Could you copy out, word for word, the lines of the listing from the line with "target | napkin" to the line with "x=16, y=132", both of those lines included?
** start LISTING **
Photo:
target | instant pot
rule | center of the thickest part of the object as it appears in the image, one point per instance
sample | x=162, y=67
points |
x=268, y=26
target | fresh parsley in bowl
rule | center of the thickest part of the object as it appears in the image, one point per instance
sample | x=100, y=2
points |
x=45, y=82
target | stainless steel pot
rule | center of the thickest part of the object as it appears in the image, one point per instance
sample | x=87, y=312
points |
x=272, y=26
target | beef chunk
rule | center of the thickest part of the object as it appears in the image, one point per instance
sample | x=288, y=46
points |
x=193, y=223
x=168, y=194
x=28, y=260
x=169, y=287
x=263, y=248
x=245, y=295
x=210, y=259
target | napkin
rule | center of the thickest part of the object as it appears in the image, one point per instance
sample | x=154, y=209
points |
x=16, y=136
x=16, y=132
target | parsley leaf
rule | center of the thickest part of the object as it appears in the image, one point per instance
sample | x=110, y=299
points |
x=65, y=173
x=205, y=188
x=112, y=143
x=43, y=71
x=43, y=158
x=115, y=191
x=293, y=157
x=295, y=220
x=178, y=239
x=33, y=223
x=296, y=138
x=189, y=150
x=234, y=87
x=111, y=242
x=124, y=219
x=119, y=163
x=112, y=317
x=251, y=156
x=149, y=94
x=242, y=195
** end LISTING **
** start LISTING **
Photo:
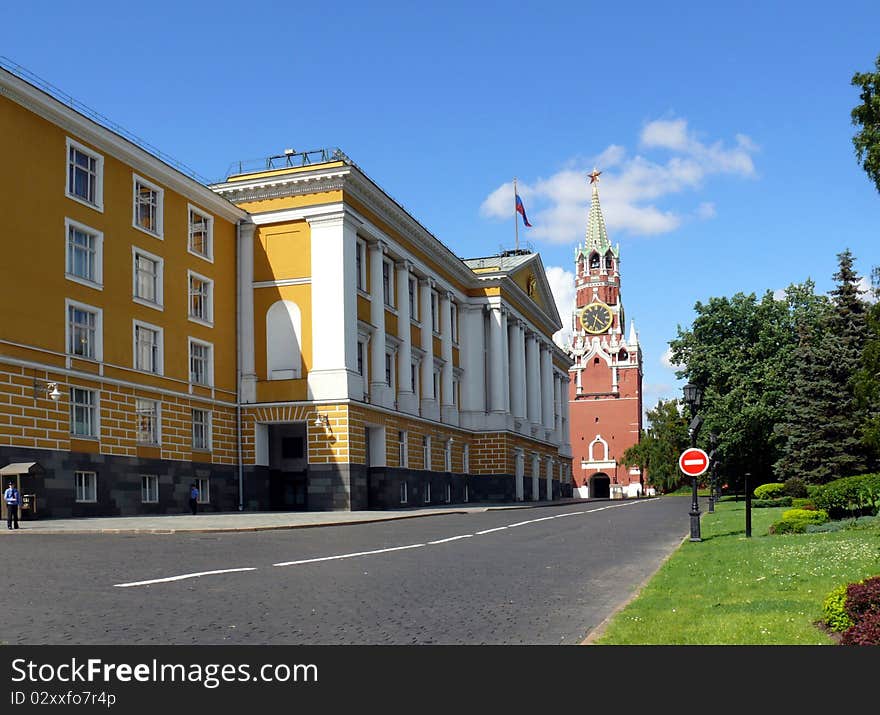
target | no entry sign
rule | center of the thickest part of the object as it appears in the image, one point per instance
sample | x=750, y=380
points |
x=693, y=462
** end LISTING **
RESULT OF THE EXERCISE:
target | napkin
rule | center of the thickest part of the object as it appears in the image, one point per instance
sample | x=154, y=209
points |
x=16, y=136
x=16, y=132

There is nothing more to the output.